» **REQUIRED ACTIONS**
A – Answer these from the blog post about the walk with Markus, one per line:
(i) What city is Markus from?
(ii) On which street corner did the writer wait outside?
(iii) In what year did Adath Israel begin running its Sunday school near that corner?
B – In the blog post about the walk with Markus, why is the writer puzzled that the building might be the Theodore Parker House? Answer in one to three sentences.
C – Pick up the blog post about the walk with Markus after its final line and keep it going.

» **TEXT EXCERPT**
Thursday, August 31st 2006
Mike and Markus’s Excellent Adventure
posted by Mike Mennonno @ 9:15 am in [ MBTA -
city life -
Boston -
AFC ]
I took a long walk yesterday with my friend Markus from Tübingen, Germany, who is in town to get his MA in English. He had been staying in the YWCA (he claims not to have known what the “W” stood for) while looking for an apartment. He found one, but when we met at Back Bay Station yesterday he said he had to go back to the YWCA to leave his phone number for someone there. So we headed in that direction.
When we got there I waited outside on the corner of Berkeley and Appleton for him. I’ve been over there countless times through the years, but it’s really not until you find yourself just standing there looking around that you see things. And I’d just never really had occasion to stand around on that particular corner before. So when I looked across the street and saw this:

I was sort of surprised. Was it once a synagogue? When I got home I did a little research. The only mention I could find online was a brief one from The Boston Walks “Jewish Friendship Trail” site, that listed Berkeley and Appleton as stop #4, and said of the intersection simply:
“…near the corner of Berkeley and Appleton Streets, we can glimpse a vivid reason why Jews felt comfortable occupying several communal buildings at this intersection. Here, in the first floor of the Theodore Parker meeting house, Adath Israel ran its Sunday school beginning in 1875.”
If this is the Theodore Parker House–and it may or may not be–I don’t know why it would have a Star of David figuring prominently in the design, since Parker was not a Jew. He was an abolitionist, transcendentalist, deposed Unitarian minister (you know he was radical if he got chucked out of the Unitarian Church), and finally head of the Twenty-eighth Congregational Society of Boston, whose Appleton Street Chapel was built at the corner of Berkeley and Appleton Streets around the time the building in the picture was.
So, my curiosity is piqued. If anyone knows anything about any of this, give me a shout.
Marcus joined me after a few minutes’ musing on the street corner there, and we headed to Back Bay, eventually making our way through the public garden, for a stroll on Beacon Hill, where I noticed this in passing:

A found phallus. Just thought I’d share.

» **DATA SECTION**
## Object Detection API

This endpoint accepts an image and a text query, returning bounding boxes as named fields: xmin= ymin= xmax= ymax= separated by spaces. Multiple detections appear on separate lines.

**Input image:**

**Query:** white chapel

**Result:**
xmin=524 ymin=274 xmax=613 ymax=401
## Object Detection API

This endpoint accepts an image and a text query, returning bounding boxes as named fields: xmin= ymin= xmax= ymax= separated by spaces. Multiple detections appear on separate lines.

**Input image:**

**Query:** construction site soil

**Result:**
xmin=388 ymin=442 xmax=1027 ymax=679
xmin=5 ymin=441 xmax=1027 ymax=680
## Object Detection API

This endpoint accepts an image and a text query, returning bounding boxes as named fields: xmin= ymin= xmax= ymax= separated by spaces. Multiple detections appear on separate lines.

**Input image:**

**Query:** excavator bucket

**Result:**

» **ANSWER LIST**
A –
(i) Tübingen, Germany
(ii) Berkeley and Appleton
(iii) 1875

B – The building has a Star of David figuring prominently in its design. Parker was not a Jew, so the writer can't see why a building of his would carry that symbol.

C –
We walked from there to the Charles and found a park bench, and Markus ate a plum. And we watched the sky:

Then we decided to go to Cambridge. So we walked to the Charles/MGH T station. It has yet to be automated, and here, again, the T’s utter incompetence in this process was on glorious display. We could not use our Charlie Tickets, of course, and found ourselves scrambling to come up with change. Markus got his token, and then I handed the man in the token booth two dollar bills–I am absolutely sure of it–and asked for “one, please.” I got two tokens, and fifty cents back. For some reason. I didn’t complain. Seventy-five cents a trip seems totally reasonable to me. I think that’s about what the T’s worth these days. I felt somewhat, slightly–but only slightly–compensated for all the inconveniences. It could be a secret policy of theirs, to quell the fury of the masses with little random giveaways like this, making you sort of complicit in the conspiracy. I mean, you sort of think, OK, the incompetence is bearable if I get a free ride out of it occasionally.
In Cambridge we walked around Harvard Yard. I showed Markus a swarm of tourists who had come all the way from Southeast Asia to polish John Harvard’s shoe, even though it’s not really John Harvard. I asked him if he wanted to do it, too, and he said he would pass.
We had a quick bite to eat at the Friendly EATING PLACE on Mass Ave at Dana Street (roughly midway between Harvard and Central Squares). It’s been there forever, and as far as I have ever been able to tell, it’s no friendlier than any other EATING PLACE in the neighborhood, though no less friendly on the whole, either. The sign facing Dana Street is the most strictly accurate, reading simply “EATING PLACE.” Although people also talk and laugh and drink and watch the TV in the corner, and day-dream, and worry, and look at passersby through the window. But if you want to be all functional about it, I suppose it is an “eating place” first, and an all-those-other-things place second. The eats are, however, so-so at best.
So, we hopped back on the T at Central Square, where, of course, we could not use our tokens, and Markus’s Charlie Ticket was out of funds, and the train was coming, and I ran my ticket through, and next thing I know, Markus jumps through with me. No buzzers buzzed, no red lights flashed, and no one was in the station to do anything about it if they had. This was my first fare evasion experience (albeit a passive one) with the new automated system, and to be perfectly honest, it was painless.
Not that I myself would actively evade paying my fare, but I’m not one of those people who a bag of money drops out of the sky and lands on their heads and they go turn it into the authorities, either. You know, if the universe offers you a free ride, take it. It’ll all even out in the end. I’ve lost plenty of money feeding the T’s old token vending machines, and if the gods of the underground are seeing fit to pay me back a bit at the moment who am I to question their wisdom? Am I gonna spit in the eye of Providence?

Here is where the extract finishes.